■ GIVEN INSTRUCTION 1:
In the passage on coronal mass ejections, where on the Sun does a CME originate?
■ GIVEN INSTRUCTION 2:
Extend the passage on coronal mass ejections, picking up right after its final sentence.

A coronal mass ejection, or CME, commonly occurs with a solar flare, but it is definitely not uncommon for either of them to erupt independently. A CME originates in the corona, or the outer atmosphere on the Sun, where the sudden and violent release of energy sends charged particles in a steady stream toward whatever happens to lie in its path. If the CME is directed towards Earth, CMEs can cause a geomagnetic storm, which is basically the charged particles interacting with the Earth's magnetosphere. These storms not only produce magnificent auroras, but they can also be dangerous to astronauts in space, devices such as satellites as well as power lines. However, as mentioned before, the companies responsible for susceptible products are well versed in space weather and know when to take proper measures to keep their devices or astronauts safe.

■ DATA SHOWN:
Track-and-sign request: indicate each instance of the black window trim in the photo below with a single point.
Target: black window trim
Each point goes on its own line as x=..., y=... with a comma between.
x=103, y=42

■ EXERCISE RESPONSE 1:
A CME originates in the corona, the Sun's outer atmosphere.

■ EXERCISE RESPONSE 2:
That's all really informative, but the real question humming in the back of our minds is what if the Sun produced an incredibly strong solar flare or CME and Earth was staring down the barrel of the explosion, could we survive? While we cannot deny that serious Earth damaging flares or CMEs are certainly a possibility, we can be pretty sure that it is highly unlikely to happen. We have witnessed other, bigger stars emitting flares that would be deadly to an Earth-like planet orbiting at roughly the same distance, but our Sun just isn't as powerful as those bigger stars. The Sun has been shining light towards the Earth for at least 4 billion years and humans have been keeping close tabs on it for the last few hundred years and there hasn't been any evidence to suggest that any mass extinction scenario involving the Sun has occurred in the past. The strongest flare known was the Carrington event in 1859, and even that flare couldn't penetrate our atmosphere and magnetosphere.

Now, let's take a look at these jaw-dropping flares!

I acquired these images from the Solar Dynamics Observatory Mission Blog.

The image above is from the AIA 1600 channel for 0248 UTC 13-May-2013. It shows a nice set of loops rising over the flaring region, which is just over the limb. This channel measures C IV emissions. These loops are about 26 km (16 million miles) high, a little over twice the diameter of the Earth. They are visible about 21 minutes after the peak in the X-ray irradiance.

This X3.2 flare peaked at 0111 UTC on 14-May-2013 (9:11 pm ET on 13-May-2013). Here are some stills from AIA 1600 and 1700 and the HMI continuum.

The above image is from later in the flare (0200 UTC) and shows the loops in 1600, with a bridge moving toward the upper right of the frame.

The above image is a little earlier (0148 UTC) but is the best time to see the wisps of coronal loops in this channel. There is a little wisp of light above the loops that is also seen in the 1600 passband on left.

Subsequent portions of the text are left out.